====== DATA LINES ======

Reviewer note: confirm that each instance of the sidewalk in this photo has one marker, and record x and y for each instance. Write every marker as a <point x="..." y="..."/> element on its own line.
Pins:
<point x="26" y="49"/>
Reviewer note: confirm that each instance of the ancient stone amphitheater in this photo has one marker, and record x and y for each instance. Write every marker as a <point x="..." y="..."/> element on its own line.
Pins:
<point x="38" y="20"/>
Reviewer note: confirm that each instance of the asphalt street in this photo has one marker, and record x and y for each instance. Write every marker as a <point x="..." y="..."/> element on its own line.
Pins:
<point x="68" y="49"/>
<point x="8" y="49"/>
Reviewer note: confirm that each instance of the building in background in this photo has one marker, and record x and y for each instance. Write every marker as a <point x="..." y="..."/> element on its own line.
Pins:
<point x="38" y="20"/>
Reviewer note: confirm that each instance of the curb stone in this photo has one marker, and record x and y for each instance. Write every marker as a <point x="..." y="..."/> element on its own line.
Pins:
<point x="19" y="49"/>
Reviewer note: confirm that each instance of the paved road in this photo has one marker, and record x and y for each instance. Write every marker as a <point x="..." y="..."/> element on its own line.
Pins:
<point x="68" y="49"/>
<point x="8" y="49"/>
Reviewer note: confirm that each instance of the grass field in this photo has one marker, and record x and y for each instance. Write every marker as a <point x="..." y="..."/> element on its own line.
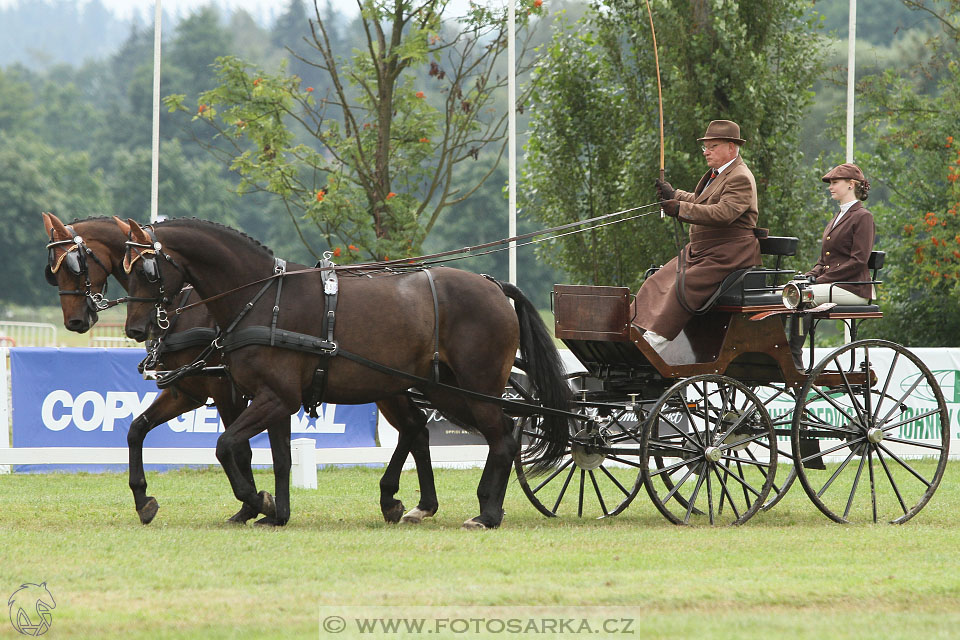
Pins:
<point x="786" y="573"/>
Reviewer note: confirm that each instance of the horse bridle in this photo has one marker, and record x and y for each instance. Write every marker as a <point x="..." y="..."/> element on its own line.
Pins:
<point x="74" y="257"/>
<point x="147" y="255"/>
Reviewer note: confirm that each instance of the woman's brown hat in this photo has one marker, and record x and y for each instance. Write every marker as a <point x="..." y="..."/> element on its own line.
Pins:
<point x="723" y="130"/>
<point x="845" y="171"/>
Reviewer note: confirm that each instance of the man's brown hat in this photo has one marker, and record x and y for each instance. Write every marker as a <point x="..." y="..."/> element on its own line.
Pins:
<point x="845" y="171"/>
<point x="723" y="130"/>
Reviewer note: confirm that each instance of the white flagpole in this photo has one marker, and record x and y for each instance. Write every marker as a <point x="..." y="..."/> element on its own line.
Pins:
<point x="155" y="155"/>
<point x="851" y="76"/>
<point x="512" y="137"/>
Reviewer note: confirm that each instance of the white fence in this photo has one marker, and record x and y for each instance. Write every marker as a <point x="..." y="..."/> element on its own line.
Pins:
<point x="305" y="456"/>
<point x="27" y="334"/>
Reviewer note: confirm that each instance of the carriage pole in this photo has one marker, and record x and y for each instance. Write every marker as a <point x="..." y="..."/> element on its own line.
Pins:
<point x="512" y="139"/>
<point x="656" y="59"/>
<point x="155" y="153"/>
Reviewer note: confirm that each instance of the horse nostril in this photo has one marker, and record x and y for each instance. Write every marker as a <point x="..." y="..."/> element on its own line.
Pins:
<point x="77" y="325"/>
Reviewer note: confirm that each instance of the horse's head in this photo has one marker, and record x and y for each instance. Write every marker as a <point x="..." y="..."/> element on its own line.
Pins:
<point x="154" y="279"/>
<point x="78" y="265"/>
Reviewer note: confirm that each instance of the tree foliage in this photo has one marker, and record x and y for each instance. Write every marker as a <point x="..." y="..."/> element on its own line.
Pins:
<point x="752" y="62"/>
<point x="370" y="162"/>
<point x="912" y="118"/>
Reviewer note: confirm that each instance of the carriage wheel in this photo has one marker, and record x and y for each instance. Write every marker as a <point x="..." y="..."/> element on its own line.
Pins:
<point x="866" y="455"/>
<point x="588" y="482"/>
<point x="709" y="452"/>
<point x="779" y="401"/>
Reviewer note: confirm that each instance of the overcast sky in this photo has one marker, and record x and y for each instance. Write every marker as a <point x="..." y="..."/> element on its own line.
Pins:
<point x="263" y="10"/>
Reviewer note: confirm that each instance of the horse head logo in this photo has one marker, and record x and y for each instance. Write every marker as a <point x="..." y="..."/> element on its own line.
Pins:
<point x="30" y="607"/>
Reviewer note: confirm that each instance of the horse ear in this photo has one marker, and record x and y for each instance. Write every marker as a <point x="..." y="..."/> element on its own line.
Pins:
<point x="124" y="227"/>
<point x="52" y="222"/>
<point x="137" y="234"/>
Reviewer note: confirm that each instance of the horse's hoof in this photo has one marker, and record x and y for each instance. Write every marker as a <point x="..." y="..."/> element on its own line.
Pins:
<point x="148" y="511"/>
<point x="268" y="506"/>
<point x="393" y="514"/>
<point x="241" y="517"/>
<point x="267" y="521"/>
<point x="416" y="516"/>
<point x="474" y="524"/>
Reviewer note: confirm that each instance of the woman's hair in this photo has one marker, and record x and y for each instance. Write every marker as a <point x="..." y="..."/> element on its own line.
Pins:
<point x="861" y="189"/>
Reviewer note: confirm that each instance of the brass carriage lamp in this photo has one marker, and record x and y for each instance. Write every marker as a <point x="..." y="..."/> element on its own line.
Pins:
<point x="797" y="294"/>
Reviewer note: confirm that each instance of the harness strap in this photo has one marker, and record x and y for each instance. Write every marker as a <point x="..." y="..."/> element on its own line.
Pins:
<point x="436" y="327"/>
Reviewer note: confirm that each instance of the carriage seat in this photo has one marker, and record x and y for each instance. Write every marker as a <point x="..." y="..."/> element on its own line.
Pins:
<point x="779" y="245"/>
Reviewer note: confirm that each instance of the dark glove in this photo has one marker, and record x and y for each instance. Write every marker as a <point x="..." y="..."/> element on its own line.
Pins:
<point x="664" y="190"/>
<point x="670" y="207"/>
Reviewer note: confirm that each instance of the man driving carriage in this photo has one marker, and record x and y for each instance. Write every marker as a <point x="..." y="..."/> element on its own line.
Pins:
<point x="722" y="211"/>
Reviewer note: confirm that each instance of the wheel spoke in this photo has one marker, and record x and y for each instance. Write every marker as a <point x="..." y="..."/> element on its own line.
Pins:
<point x="629" y="463"/>
<point x="677" y="486"/>
<point x="836" y="474"/>
<point x="553" y="475"/>
<point x="613" y="479"/>
<point x="886" y="386"/>
<point x="753" y="463"/>
<point x="677" y="465"/>
<point x="746" y="485"/>
<point x="905" y="465"/>
<point x="915" y="443"/>
<point x="684" y="435"/>
<point x="725" y="492"/>
<point x="709" y="494"/>
<point x="696" y="491"/>
<point x="835" y="404"/>
<point x="910" y="420"/>
<point x="603" y="506"/>
<point x="563" y="489"/>
<point x="853" y="489"/>
<point x="580" y="501"/>
<point x="825" y="426"/>
<point x="842" y="445"/>
<point x="896" y="489"/>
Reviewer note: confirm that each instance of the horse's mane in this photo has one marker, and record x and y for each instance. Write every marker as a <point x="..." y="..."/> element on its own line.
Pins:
<point x="206" y="224"/>
<point x="93" y="219"/>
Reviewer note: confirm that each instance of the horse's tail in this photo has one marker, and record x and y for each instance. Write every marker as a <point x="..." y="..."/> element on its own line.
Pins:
<point x="544" y="369"/>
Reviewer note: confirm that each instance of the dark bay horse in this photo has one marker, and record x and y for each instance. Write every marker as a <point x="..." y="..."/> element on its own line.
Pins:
<point x="82" y="285"/>
<point x="398" y="320"/>
<point x="81" y="279"/>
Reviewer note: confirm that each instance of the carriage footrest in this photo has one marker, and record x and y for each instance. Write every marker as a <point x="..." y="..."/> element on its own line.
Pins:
<point x="811" y="447"/>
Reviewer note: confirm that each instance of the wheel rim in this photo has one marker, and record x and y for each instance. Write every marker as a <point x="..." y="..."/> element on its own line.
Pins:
<point x="709" y="452"/>
<point x="868" y="456"/>
<point x="589" y="482"/>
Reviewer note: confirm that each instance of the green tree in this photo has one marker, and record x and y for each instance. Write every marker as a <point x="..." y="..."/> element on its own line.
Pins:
<point x="383" y="143"/>
<point x="594" y="141"/>
<point x="915" y="134"/>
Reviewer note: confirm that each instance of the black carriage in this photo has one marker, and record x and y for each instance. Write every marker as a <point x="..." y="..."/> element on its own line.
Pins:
<point x="722" y="423"/>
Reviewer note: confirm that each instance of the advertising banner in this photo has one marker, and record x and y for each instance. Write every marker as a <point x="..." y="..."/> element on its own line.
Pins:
<point x="88" y="398"/>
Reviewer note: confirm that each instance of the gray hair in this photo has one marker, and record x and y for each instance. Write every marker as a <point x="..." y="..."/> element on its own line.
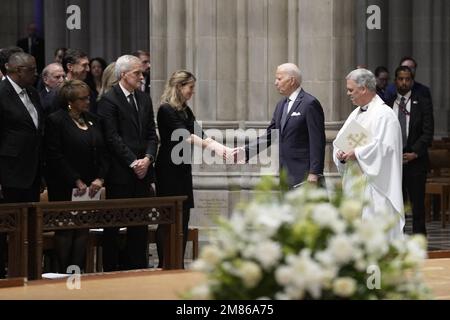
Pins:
<point x="292" y="70"/>
<point x="125" y="63"/>
<point x="363" y="78"/>
<point x="49" y="67"/>
<point x="18" y="59"/>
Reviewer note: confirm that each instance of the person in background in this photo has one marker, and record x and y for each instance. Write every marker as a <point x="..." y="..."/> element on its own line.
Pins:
<point x="174" y="177"/>
<point x="52" y="76"/>
<point x="145" y="58"/>
<point x="94" y="77"/>
<point x="76" y="163"/>
<point x="21" y="130"/>
<point x="418" y="88"/>
<point x="59" y="55"/>
<point x="415" y="114"/>
<point x="131" y="137"/>
<point x="382" y="77"/>
<point x="109" y="79"/>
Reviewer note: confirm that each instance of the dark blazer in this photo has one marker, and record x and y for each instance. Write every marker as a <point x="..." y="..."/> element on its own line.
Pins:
<point x="20" y="141"/>
<point x="47" y="100"/>
<point x="302" y="140"/>
<point x="421" y="130"/>
<point x="72" y="154"/>
<point x="175" y="179"/>
<point x="127" y="138"/>
<point x="418" y="88"/>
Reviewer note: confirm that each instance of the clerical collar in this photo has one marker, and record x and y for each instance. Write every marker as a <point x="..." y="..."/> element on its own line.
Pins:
<point x="364" y="108"/>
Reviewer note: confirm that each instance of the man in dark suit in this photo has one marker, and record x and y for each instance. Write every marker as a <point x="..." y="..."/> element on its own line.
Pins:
<point x="21" y="129"/>
<point x="299" y="118"/>
<point x="131" y="137"/>
<point x="418" y="88"/>
<point x="415" y="113"/>
<point x="33" y="45"/>
<point x="52" y="76"/>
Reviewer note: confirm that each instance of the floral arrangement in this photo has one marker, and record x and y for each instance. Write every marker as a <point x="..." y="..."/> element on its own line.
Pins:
<point x="303" y="244"/>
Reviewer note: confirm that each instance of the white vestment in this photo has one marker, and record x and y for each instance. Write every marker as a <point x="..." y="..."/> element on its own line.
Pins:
<point x="380" y="162"/>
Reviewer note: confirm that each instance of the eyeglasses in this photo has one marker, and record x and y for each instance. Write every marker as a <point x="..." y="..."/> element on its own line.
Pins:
<point x="86" y="98"/>
<point x="28" y="68"/>
<point x="136" y="73"/>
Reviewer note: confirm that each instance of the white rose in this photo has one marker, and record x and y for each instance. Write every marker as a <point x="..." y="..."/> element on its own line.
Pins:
<point x="211" y="255"/>
<point x="344" y="287"/>
<point x="341" y="247"/>
<point x="250" y="273"/>
<point x="284" y="275"/>
<point x="351" y="209"/>
<point x="268" y="253"/>
<point x="325" y="215"/>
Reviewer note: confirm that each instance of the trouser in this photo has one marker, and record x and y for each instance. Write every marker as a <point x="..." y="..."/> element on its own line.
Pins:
<point x="414" y="190"/>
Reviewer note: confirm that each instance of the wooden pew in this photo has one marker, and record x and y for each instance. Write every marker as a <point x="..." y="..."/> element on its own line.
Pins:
<point x="13" y="221"/>
<point x="65" y="215"/>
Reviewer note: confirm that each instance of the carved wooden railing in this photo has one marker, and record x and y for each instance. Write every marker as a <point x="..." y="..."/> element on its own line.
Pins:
<point x="26" y="224"/>
<point x="13" y="221"/>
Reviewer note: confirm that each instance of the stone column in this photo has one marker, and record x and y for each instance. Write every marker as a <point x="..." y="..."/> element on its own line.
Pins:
<point x="15" y="15"/>
<point x="109" y="28"/>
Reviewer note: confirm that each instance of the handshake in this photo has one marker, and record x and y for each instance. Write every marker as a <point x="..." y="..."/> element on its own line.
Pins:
<point x="230" y="155"/>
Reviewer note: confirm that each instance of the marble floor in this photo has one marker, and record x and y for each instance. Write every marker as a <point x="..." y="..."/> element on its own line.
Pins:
<point x="438" y="237"/>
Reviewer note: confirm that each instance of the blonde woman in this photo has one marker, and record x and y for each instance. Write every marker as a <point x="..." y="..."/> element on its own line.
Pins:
<point x="174" y="173"/>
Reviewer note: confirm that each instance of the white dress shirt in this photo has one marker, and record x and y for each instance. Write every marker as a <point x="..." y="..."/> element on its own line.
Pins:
<point x="408" y="107"/>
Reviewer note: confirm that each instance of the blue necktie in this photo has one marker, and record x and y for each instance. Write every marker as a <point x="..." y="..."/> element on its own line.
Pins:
<point x="402" y="119"/>
<point x="284" y="115"/>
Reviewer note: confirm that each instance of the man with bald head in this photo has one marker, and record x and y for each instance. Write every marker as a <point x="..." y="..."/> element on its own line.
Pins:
<point x="299" y="119"/>
<point x="21" y="128"/>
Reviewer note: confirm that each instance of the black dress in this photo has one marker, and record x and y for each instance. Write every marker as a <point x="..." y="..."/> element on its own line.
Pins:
<point x="174" y="178"/>
<point x="71" y="154"/>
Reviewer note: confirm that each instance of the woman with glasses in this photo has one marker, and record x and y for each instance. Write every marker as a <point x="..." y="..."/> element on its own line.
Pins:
<point x="76" y="163"/>
<point x="173" y="166"/>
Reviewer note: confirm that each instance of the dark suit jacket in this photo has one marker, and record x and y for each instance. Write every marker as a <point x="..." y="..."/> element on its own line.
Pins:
<point x="20" y="141"/>
<point x="302" y="140"/>
<point x="47" y="100"/>
<point x="127" y="138"/>
<point x="73" y="154"/>
<point x="421" y="130"/>
<point x="418" y="88"/>
<point x="175" y="179"/>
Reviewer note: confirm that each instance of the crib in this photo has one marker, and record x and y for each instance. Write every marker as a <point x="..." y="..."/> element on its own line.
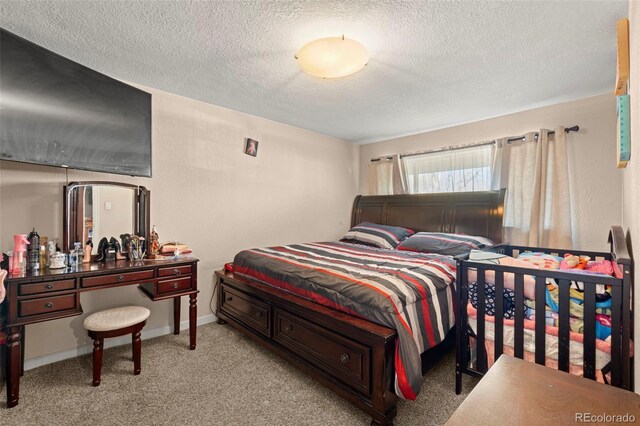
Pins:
<point x="475" y="360"/>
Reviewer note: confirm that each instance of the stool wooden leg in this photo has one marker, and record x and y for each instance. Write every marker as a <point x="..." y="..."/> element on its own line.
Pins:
<point x="137" y="352"/>
<point x="97" y="361"/>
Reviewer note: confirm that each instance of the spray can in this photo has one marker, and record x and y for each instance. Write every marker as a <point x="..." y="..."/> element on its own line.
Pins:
<point x="33" y="251"/>
<point x="19" y="256"/>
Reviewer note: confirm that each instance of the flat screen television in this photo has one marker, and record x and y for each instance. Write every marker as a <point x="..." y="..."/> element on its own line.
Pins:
<point x="56" y="112"/>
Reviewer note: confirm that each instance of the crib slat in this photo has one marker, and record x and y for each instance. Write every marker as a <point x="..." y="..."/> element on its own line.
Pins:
<point x="540" y="320"/>
<point x="499" y="330"/>
<point x="563" y="326"/>
<point x="626" y="329"/>
<point x="518" y="349"/>
<point x="481" y="360"/>
<point x="616" y="304"/>
<point x="589" y="348"/>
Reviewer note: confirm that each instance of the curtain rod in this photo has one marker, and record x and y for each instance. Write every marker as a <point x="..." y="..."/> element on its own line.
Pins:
<point x="453" y="148"/>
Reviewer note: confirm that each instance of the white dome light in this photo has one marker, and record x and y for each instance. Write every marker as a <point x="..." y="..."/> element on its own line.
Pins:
<point x="332" y="57"/>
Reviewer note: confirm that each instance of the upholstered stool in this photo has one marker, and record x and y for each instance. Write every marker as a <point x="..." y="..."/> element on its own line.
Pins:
<point x="113" y="323"/>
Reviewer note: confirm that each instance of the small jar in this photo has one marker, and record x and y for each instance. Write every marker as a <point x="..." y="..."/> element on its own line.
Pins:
<point x="57" y="261"/>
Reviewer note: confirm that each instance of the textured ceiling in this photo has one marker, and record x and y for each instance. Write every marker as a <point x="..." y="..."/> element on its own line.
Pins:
<point x="433" y="63"/>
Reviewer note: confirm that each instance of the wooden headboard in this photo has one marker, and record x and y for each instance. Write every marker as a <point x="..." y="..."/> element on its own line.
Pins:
<point x="471" y="213"/>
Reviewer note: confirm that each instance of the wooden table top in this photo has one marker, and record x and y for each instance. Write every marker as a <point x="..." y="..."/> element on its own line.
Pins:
<point x="519" y="392"/>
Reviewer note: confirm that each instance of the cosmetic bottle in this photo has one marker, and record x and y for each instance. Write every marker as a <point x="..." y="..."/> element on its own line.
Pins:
<point x="33" y="251"/>
<point x="44" y="263"/>
<point x="19" y="256"/>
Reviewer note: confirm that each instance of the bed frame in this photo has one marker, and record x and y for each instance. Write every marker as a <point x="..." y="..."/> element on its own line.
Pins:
<point x="621" y="317"/>
<point x="351" y="356"/>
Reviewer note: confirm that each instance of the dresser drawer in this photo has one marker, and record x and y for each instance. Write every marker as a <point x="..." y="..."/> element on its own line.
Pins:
<point x="117" y="278"/>
<point x="175" y="284"/>
<point x="252" y="312"/>
<point x="344" y="359"/>
<point x="46" y="287"/>
<point x="46" y="305"/>
<point x="174" y="272"/>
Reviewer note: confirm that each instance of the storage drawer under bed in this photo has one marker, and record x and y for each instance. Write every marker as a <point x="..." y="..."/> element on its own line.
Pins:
<point x="247" y="309"/>
<point x="344" y="359"/>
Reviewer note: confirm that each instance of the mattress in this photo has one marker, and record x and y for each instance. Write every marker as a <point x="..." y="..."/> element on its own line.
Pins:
<point x="410" y="292"/>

======

→ **EXERCISE DESCRIPTION**
Take the lines from the one containing "Reviewer note: confirm that each instance of the bed" to the last line of the material above and write them out exactly.

→ **EXERCISE OUTPUT**
Reviewer note: confirm that each instance of the bed frame in this photo has one marker, and record x and y for each instance. Write every marker as a <point x="..." y="..."/> element on its own line.
Pins:
<point x="621" y="317"/>
<point x="351" y="356"/>
Reviewer note: confirm that each instance of the dresser drawer in this photo has one marker, and record x and y for each instance. Write every marker as a <point x="..." y="..."/> element on its own line.
Pins:
<point x="117" y="278"/>
<point x="175" y="284"/>
<point x="252" y="312"/>
<point x="344" y="359"/>
<point x="46" y="287"/>
<point x="46" y="305"/>
<point x="174" y="272"/>
Reviewer note: confirm that each instance of the storage drawer under bed in this photo has one marker, and record x and y for each instance. Write every marker as a <point x="..." y="..."/> element on its own line.
Pins:
<point x="247" y="309"/>
<point x="344" y="359"/>
Reviewer note: confirm that each instance of the mattress in this photo has one marker, and record x and y for each instance. Write every marker as a <point x="..." y="..."/> element on its own line.
Pins:
<point x="410" y="292"/>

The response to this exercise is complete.